* Listed entries *

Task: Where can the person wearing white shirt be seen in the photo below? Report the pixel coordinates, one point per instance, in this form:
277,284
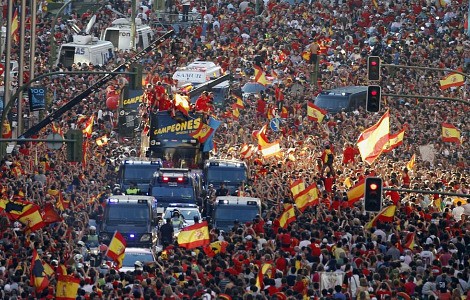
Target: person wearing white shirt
458,211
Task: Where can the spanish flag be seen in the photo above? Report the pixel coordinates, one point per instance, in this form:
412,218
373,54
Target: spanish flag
308,197
6,130
67,287
372,140
239,102
202,133
271,149
284,113
410,165
260,135
14,208
394,141
410,241
266,270
101,141
385,215
260,76
450,133
355,193
287,216
194,236
88,127
182,104
297,187
49,215
116,249
452,80
315,113
235,113
247,151
32,219
57,129
38,277
15,27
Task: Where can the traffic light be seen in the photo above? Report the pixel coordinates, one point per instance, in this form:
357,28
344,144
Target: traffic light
373,68
373,98
74,149
373,194
135,82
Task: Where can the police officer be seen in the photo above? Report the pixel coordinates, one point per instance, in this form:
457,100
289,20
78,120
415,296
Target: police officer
177,220
166,233
222,191
92,237
133,189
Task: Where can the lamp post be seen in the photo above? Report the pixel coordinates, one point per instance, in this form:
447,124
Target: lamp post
51,38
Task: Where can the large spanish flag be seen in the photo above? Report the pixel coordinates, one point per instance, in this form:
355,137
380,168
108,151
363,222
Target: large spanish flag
372,140
260,76
116,249
67,287
38,277
315,113
287,216
452,80
450,133
296,187
182,103
32,219
410,241
308,197
355,193
203,132
15,27
193,236
271,149
88,130
385,215
394,141
410,165
247,151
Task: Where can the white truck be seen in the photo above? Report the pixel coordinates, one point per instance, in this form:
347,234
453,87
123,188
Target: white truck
119,34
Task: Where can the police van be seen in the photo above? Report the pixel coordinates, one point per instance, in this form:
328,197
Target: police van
228,209
119,34
231,172
139,172
342,99
133,216
85,49
173,185
197,72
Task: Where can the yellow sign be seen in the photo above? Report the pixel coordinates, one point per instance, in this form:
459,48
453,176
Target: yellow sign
180,128
132,100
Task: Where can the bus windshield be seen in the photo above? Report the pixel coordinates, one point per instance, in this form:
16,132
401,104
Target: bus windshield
241,213
215,174
134,213
169,192
138,173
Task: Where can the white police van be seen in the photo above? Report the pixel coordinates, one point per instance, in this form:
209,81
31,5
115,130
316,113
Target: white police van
85,49
119,34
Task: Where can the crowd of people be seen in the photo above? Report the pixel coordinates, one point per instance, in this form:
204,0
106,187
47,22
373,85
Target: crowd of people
373,262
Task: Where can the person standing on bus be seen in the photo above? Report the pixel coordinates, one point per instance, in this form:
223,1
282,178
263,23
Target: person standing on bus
133,189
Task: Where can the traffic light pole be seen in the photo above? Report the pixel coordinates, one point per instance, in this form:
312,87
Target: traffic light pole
427,68
428,97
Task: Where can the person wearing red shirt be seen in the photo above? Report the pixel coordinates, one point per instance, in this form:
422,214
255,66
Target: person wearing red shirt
348,154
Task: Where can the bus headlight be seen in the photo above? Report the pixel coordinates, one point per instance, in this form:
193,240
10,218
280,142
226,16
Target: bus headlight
104,236
145,238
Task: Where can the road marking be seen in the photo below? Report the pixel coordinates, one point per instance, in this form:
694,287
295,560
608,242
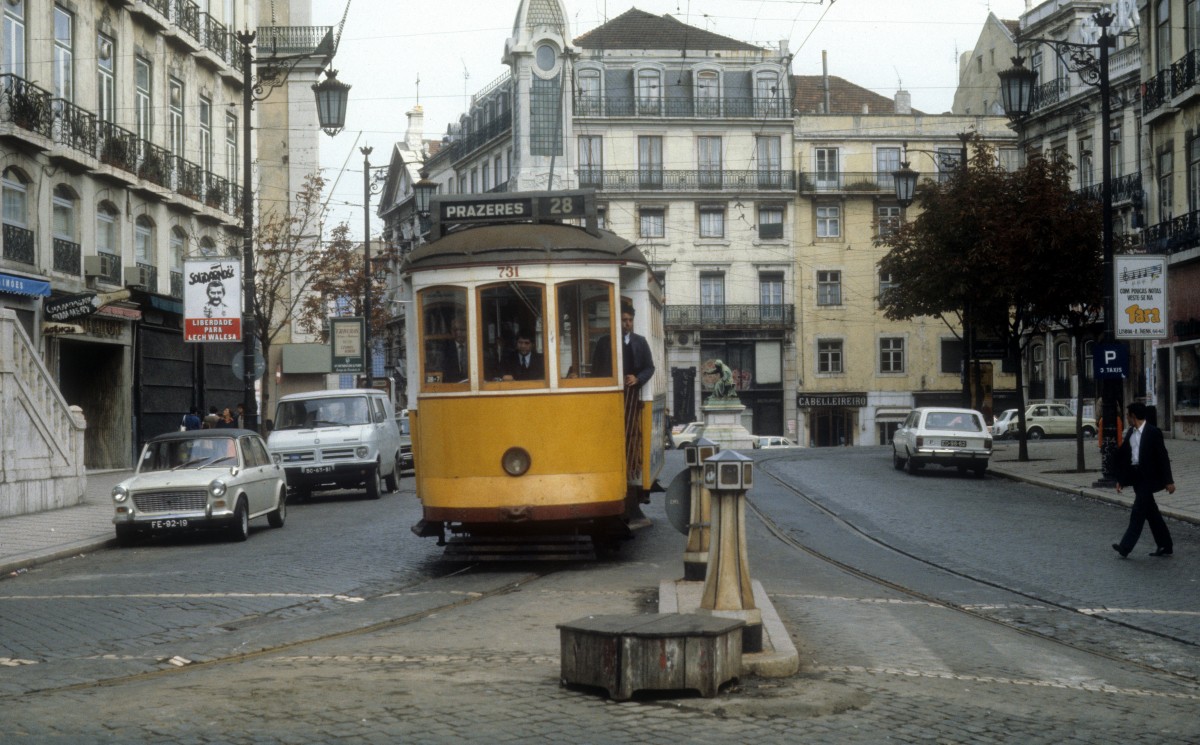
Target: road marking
1093,688
187,596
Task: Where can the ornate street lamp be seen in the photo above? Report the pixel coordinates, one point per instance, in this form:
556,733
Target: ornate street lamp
331,114
1017,85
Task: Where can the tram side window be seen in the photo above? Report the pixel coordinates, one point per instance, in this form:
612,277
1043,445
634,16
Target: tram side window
513,331
444,336
585,330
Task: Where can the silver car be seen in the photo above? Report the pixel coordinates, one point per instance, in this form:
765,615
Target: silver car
954,438
203,479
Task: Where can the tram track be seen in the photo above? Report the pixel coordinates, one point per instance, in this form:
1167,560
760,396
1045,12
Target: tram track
181,666
1091,614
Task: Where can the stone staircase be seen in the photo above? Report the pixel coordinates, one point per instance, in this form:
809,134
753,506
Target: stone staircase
41,436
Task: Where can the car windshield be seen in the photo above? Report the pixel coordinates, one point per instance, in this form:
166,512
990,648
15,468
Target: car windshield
196,452
310,413
953,421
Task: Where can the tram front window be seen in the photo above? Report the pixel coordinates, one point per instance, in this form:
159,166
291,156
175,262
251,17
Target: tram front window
444,340
513,332
585,329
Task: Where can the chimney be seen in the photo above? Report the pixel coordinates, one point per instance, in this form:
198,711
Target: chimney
415,132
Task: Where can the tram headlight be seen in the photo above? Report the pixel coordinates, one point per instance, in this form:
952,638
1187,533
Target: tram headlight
515,461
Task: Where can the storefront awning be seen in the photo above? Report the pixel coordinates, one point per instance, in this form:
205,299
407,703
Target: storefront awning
12,284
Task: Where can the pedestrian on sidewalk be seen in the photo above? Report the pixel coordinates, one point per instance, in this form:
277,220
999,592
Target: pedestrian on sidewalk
1144,464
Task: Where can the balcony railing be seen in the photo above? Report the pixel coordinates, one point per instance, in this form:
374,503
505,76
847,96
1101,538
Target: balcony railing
18,244
696,317
1125,188
846,181
649,179
682,107
67,257
25,104
1174,235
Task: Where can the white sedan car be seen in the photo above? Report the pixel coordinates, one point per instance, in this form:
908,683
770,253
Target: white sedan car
203,479
954,438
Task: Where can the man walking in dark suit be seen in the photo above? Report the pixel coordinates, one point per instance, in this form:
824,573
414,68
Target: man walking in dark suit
1144,464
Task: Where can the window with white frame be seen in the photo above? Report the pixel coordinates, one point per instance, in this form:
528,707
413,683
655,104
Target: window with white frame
888,217
64,220
708,94
143,101
232,163
829,287
892,354
771,222
205,133
591,161
829,355
175,115
64,54
652,222
106,229
16,198
649,161
13,47
829,221
143,240
712,221
769,161
106,78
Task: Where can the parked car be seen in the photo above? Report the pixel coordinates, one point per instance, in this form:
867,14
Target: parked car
687,433
201,479
957,438
337,439
772,442
1051,420
1000,426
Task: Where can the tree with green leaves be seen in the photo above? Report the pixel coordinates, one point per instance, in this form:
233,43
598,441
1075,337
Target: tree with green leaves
1007,253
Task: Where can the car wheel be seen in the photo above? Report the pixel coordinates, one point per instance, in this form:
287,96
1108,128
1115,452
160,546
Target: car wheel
275,517
239,528
375,484
394,478
126,535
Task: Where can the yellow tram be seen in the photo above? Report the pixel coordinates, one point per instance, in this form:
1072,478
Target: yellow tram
523,430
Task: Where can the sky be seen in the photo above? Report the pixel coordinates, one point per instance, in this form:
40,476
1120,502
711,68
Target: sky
454,48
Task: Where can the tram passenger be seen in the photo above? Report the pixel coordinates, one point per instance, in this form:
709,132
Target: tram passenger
523,362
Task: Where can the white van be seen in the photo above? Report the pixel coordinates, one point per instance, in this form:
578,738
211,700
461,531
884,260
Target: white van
337,439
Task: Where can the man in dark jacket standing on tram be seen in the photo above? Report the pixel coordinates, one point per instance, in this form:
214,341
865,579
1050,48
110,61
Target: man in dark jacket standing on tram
1144,464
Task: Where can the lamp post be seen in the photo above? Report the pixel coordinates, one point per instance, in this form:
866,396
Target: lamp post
331,95
905,181
1091,62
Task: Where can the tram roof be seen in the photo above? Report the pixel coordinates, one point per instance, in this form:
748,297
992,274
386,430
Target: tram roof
523,242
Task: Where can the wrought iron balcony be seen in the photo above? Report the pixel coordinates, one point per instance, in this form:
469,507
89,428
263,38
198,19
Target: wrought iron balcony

* What the task asks *
Make an exact copy of every line from the one with "Task: Where can the white van" to the end of the data, with the first and last of those lines included.

* Solution for this task *
Task: Where can the white van be seen in the photo above? Report the pixel coordinates, one point per instance, in this form:
578,738
211,700
461,531
884,260
Target: white van
337,439
Task: Where can the man in dark jacket standing on tram be seen in the photo above? Report the pixel coordinates, one point per instance, in this form:
214,341
865,579
1050,48
110,61
Target: man in dark jacket standing on tram
1144,464
Task: Where can the lamp post be seen in the photo above? Report the pixel coordinates, one point per instance, in this form:
866,396
Target: lamp post
331,95
905,181
1091,62
Task: Where can the tram roof be seen in the photo above? Report the pixel coordinates, one point per instance, in this form:
748,297
992,274
386,430
Target: tram roof
523,242
Task: Where can the wrought iron balcony be seen in the photo above? Report the pixel coordinates, one point per instance, in this form:
469,507
89,428
263,38
198,19
Target: wrought iron balcony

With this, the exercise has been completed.